- _RECORDS SHOWN_:

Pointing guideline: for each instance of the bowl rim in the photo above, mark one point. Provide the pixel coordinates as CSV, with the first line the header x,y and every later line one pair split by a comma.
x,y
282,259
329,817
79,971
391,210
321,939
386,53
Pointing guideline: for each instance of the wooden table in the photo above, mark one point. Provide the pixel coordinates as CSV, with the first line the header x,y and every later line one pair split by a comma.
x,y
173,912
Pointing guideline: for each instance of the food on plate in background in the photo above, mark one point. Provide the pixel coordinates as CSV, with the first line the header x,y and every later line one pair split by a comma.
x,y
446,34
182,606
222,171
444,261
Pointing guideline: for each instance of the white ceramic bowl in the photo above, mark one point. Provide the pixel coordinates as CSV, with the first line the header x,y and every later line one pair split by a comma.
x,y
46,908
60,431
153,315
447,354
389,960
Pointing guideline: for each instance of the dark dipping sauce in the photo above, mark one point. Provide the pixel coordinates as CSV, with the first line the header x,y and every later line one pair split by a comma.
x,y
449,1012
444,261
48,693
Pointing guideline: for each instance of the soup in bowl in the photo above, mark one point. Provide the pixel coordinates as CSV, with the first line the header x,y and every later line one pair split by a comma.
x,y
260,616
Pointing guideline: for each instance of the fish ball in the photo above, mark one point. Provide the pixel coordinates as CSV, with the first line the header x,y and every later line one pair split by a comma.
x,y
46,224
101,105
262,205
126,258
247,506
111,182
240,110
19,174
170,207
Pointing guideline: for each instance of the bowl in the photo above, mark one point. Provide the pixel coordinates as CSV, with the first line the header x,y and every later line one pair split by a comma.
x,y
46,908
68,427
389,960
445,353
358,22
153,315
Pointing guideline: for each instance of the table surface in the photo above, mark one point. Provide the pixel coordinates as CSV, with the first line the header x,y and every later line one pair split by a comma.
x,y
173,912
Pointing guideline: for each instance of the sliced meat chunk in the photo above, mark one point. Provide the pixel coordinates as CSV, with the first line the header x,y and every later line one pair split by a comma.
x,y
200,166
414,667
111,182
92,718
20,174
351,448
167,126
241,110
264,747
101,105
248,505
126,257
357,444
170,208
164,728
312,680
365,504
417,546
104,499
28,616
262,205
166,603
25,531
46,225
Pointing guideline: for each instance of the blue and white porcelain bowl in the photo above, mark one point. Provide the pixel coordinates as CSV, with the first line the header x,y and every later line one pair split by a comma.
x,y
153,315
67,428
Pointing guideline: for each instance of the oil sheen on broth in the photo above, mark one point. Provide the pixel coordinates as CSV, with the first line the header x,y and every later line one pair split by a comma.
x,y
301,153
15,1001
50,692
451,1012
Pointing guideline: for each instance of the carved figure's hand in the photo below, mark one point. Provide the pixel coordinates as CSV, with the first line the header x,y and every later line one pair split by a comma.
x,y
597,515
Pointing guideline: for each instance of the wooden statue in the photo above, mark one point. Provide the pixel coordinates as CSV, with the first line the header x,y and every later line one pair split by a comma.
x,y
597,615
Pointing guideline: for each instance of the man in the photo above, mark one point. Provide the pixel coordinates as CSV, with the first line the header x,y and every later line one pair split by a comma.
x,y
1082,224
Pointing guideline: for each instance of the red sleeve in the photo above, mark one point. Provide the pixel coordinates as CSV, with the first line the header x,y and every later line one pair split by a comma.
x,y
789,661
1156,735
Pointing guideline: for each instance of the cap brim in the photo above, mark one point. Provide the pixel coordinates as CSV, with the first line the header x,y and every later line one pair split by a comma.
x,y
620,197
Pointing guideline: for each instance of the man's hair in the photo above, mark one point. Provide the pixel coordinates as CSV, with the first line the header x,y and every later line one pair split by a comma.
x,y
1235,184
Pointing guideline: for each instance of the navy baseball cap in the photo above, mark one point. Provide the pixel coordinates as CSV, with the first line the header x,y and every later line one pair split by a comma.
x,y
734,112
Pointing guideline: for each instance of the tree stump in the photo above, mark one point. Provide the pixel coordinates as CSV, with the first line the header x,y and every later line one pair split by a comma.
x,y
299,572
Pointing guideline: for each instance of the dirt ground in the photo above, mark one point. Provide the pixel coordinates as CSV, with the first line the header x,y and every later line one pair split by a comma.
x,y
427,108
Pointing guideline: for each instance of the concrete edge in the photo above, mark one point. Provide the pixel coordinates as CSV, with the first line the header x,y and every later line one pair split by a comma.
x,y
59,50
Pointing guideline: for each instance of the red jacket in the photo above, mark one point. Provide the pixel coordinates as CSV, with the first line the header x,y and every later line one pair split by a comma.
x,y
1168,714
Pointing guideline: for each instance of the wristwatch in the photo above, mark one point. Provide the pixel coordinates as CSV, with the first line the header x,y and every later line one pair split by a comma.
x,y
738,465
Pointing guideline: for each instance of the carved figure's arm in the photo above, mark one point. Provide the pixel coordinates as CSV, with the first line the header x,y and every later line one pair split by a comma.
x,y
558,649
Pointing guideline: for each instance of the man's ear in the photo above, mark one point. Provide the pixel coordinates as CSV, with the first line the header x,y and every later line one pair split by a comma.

- _INSTRUCTIONS FOR THE TASK_: Return the lines above, from the one containing "Pointing guideline: for each instance of the cap" to the end, exactly as they stand.

- _FINAL ANSWER_:
Pointing guideline: for each instance of the cap brim in the photo above, mark one point. Provide the pixel coordinates as CSV, with the first line the header x,y and every later line one pair split by a comma.
x,y
620,197
Pointing guideline: for each instance of the man's hair in the photo above, mark one point. Provide the pixel coordinates as CSV, with the first line the header x,y and every later line one pair split by a comma.
x,y
1235,184
Pointing guideline: for each instance of the navy baseball cap in the photo above, mark one point. Provide the pixel coordinates as CSV, with the first line the header x,y and every later line one pair split by a comma.
x,y
734,112
Pointing guideline: for each instance of the tree stump in the photo above, mark one point. Provide the pixel coordinates as CSV, with the first line the header x,y and every later line one pair split by a comma.
x,y
299,572
Pointing guideline: for each instance of the dirt ground in the photo above, mark one point. Provide the pixel coordinates as CSV, with the first line the header x,y and every later line one pair split by a comma.
x,y
427,108
Pointing guideline: for each instance of the concrete edge in the photo above, mark one point. Provide the pixel coordinates as CSV, with the first line the header x,y and every later line one pair split by a comma.
x,y
59,50
Pointing guideline: for each instance of the red jacket in the photo above, mark one point. Provide the pixel coordinates as CSV, with the first line the header x,y and every later line one pair split by a comma.
x,y
1168,714
Pointing guideline: for each instance of the wristwatch in the photo above, mark one point. Provide the pixel coordinates as CSV, with the first line the header x,y and every later line one pair split by a comma.
x,y
738,465
Pointing guideline: for each instance of the carved figure's arm in the photo above, mark one point. Provide the pixel coordinates as CSV, with the first line the header x,y and every later line one pair split by a comma.
x,y
558,649
Pointing guideline: for each instance of the man's ear in the photo above, mark one point. Provide the pixel coordinates as CSV, with the first line the header x,y and every later line one pair split by a comma.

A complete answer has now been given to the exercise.